--- DATA SECTION ---

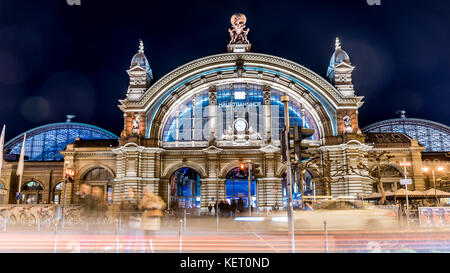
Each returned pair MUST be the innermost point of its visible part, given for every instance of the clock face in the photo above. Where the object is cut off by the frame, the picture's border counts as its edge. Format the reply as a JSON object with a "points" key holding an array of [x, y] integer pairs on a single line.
{"points": [[240, 125]]}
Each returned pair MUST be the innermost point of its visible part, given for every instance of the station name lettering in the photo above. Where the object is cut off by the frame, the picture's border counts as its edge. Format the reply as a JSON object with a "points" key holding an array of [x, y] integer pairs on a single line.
{"points": [[235, 104]]}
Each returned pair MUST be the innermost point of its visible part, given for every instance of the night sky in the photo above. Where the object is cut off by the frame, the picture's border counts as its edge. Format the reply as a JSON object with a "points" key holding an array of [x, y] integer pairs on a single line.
{"points": [[57, 59]]}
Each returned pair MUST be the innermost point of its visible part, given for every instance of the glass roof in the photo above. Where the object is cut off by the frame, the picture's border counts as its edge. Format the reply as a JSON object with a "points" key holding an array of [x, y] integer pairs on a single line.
{"points": [[45, 142], [434, 136]]}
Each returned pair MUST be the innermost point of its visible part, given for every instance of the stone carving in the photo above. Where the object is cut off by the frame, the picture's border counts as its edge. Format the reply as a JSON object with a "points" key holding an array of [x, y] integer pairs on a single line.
{"points": [[228, 134], [238, 33], [348, 125], [136, 120], [266, 95], [213, 95]]}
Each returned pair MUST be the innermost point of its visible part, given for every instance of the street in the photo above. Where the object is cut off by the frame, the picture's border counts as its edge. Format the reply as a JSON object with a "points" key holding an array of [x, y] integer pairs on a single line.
{"points": [[249, 239]]}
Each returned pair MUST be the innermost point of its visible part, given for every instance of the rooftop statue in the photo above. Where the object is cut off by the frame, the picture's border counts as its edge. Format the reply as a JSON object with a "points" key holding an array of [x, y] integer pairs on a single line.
{"points": [[238, 33]]}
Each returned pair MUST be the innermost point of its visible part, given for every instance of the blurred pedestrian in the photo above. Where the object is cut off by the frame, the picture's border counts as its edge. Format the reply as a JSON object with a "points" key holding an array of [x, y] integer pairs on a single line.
{"points": [[152, 206], [233, 207], [241, 205], [131, 218], [221, 208], [209, 209]]}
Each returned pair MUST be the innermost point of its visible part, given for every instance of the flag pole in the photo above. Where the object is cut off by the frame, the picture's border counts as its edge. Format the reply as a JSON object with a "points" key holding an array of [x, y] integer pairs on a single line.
{"points": [[2, 142], [20, 167]]}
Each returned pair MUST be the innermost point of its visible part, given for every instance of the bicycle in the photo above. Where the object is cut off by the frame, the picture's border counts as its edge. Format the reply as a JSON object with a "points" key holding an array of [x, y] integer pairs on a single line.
{"points": [[27, 218], [72, 216], [46, 216]]}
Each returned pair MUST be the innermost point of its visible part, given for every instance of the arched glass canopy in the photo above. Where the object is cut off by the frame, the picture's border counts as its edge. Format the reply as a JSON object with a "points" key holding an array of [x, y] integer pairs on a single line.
{"points": [[434, 136], [45, 142]]}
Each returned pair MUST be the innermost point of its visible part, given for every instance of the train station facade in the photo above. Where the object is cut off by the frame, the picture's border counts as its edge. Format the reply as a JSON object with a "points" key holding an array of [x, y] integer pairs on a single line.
{"points": [[187, 133]]}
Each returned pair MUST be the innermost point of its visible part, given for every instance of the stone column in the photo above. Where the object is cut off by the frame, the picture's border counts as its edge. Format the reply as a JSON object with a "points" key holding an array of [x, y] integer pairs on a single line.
{"points": [[270, 187], [267, 111], [212, 112], [415, 171]]}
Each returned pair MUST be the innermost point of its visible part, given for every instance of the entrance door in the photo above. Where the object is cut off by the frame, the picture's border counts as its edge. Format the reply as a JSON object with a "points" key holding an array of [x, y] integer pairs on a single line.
{"points": [[237, 188]]}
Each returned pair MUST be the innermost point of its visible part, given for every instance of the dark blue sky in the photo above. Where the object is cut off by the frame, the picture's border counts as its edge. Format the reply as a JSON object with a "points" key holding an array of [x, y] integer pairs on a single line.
{"points": [[57, 59]]}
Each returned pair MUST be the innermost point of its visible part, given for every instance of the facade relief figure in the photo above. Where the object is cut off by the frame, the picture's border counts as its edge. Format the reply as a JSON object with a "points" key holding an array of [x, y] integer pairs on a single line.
{"points": [[348, 129], [228, 134], [136, 120], [238, 33]]}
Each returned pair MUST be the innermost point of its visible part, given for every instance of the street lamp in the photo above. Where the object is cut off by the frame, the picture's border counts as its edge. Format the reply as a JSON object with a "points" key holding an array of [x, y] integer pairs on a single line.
{"points": [[432, 166], [69, 174]]}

--- WORK TASK ---
From the first line to the last, output the data exactly; skip any pictures.

--- YOUR RESPONSE ---
Each returned pair MUST be the innermost point of its visible part, given for every instance of the clock face in the photo above. Where the object is cut off by the frame, the picture's border counts as its edge. Format the reply as a JSON object with a "points" key holding an array of [x, y] integer pairs on a single line.
{"points": [[240, 125]]}
Each returned pair MUST be the innermost point of its visible part, given for every instance of the station name lettering in the photo above. Where the object is cut off by the frame, the picture's border counts as its edge. Format the reply as a JSON object with a "points" key holding an array of [x, y] integer pairs on a single line.
{"points": [[235, 104]]}
Each returned pair MUST be the innermost point of its visible part, given for every instance of the night sky in the photo above. Where the object is cut off by the frame, the picture's border counts as its edge. Format the reply as a JSON object with a "points" key holding an array of [x, y] integer pairs on a single line.
{"points": [[57, 59]]}
Each returned pair MUST be the innermost point of its visible part, given for every instance of the glass roof in the photo above. Where the object is cut off by the frame, the picture's border counts as its edge. Format the reply as a JSON object with a "points" key holding an array of [x, y] integer pairs on a single line.
{"points": [[45, 142], [434, 136]]}
Each returned pair MUST be the innermost point of its visible part, given for every instance of the stone carving in the photo above. Where the object is cut off by the frame, the picture's border counts as its edge. Format the reply as a JSON object with a "points" key holding an array of [x, y] integer pairs on a single line.
{"points": [[228, 134], [238, 33], [348, 125], [136, 120], [266, 95], [213, 95]]}
Each returned pair MUST be the innermost point of its visible part, given for every instance of the street in the photo above. Where the object is cut off by the frame, the picture's border counts as its edge. Format the reply as a JSON object with a "points" key holding an array of [x, y] integer pairs on a single line.
{"points": [[249, 239]]}
Each returned pair MUST be the innermost point of its visible part, given for every instance of the rooftop statue in the photo above. Where the object is cut off by the frame, the picture's border counts as its edge. Format the reply as a JSON object with a "points" key holding an array of [x, y] integer pairs on a single line.
{"points": [[238, 33]]}
Each returned pair MUST be the innermost point of its visible part, given for every instance of the blurred pedestrian in the photo above. Where the object is cut off by the frame, the picture's border counts as its edge. Format the reply as a JSON object with a "points" key holding an array of [x, y] integer pairs on a single line.
{"points": [[152, 206], [233, 207], [241, 205], [131, 218], [221, 208], [209, 209]]}
Each returned pair MUST be the innermost point of its visible part, given for every instance of the flag pole in the photo above. Where the object is cut off by the frame, the picture's border counts as its edge. Format the reply as a JSON object with a "points" key holding an array of [x, y] integer pairs on a single line.
{"points": [[2, 142], [20, 167]]}
Each returned pair MUST be the innermost point of its visible part, given for every instance of the bicycle in the photo above. Where the object is cut off by the frame, the picture's border counts as its edge. Format the reply as a JSON object with a "points" key holding an array of [x, y] integer pairs on a single line.
{"points": [[27, 218], [72, 216], [46, 216]]}
Each returned pair MUST be the innermost point of its visible part, given for every instance of the arched glass canopy in the photo above. Where the object is cut off by the frame, the picture's border counts as its edge. Format the reply as a JSON object with a "points" key holding an array of [x, y] integer pairs on a single line.
{"points": [[434, 136], [45, 142]]}
Each returned pair MUST be the innermost point of its visible part, given for every instance of the train station facade in the photo above. Where the object is cut off by the frame, the picture's border counts as its edge. Format the reply as a JSON object with a "points" key holding an array of [x, y] integer pairs on a single line.
{"points": [[187, 133]]}
Each returned pair MUST be the innermost point of its visible part, given for every instance of the stone column in the photo above. Where the object is cut off by the frame, the picture's border counts as its edge. Format the reply as a JSON object with a "points" key holding an array of [x, y] integer pairs on a single line.
{"points": [[270, 187], [267, 111], [212, 112], [415, 171]]}
Each returned pair MUST be the innermost point of its visible part, given for every instance of the entrance door in the photo above. Where the object is cut off by the frame, the picture's border counts as its edge. Format the reply as a JSON object with a "points" key holding an array of [x, y] integer pairs on a single line.
{"points": [[237, 188]]}
Each returned pair MUST be the innermost point of its visible part, given for every instance of the dark blue sky in the photo above. Where the object is cut off by the frame, the picture's border counts as its edge. Format the reply as a JSON object with a "points" key holding an array of [x, y] integer pairs on a single line.
{"points": [[57, 59]]}
Each returned pair MUST be the innermost point of its visible part, given for every instance of the facade relief figure in the photo above. Where the object is cut off by the frame, the picture's border counts as its edge. Format the reply as a JSON object with a "points" key holding an array of [x, y] integer pairs on a single line.
{"points": [[348, 129], [228, 134], [136, 120], [238, 33]]}
Each returned pair MUST be the innermost point of its visible part, given for every instance of the street lamp in the photo above. Where the object is cut off by the frame, the picture's border counts as its edge. Format the reply as a JSON object with a "points" key holding an array of [x, y] integer pairs on a single line.
{"points": [[432, 166], [69, 174]]}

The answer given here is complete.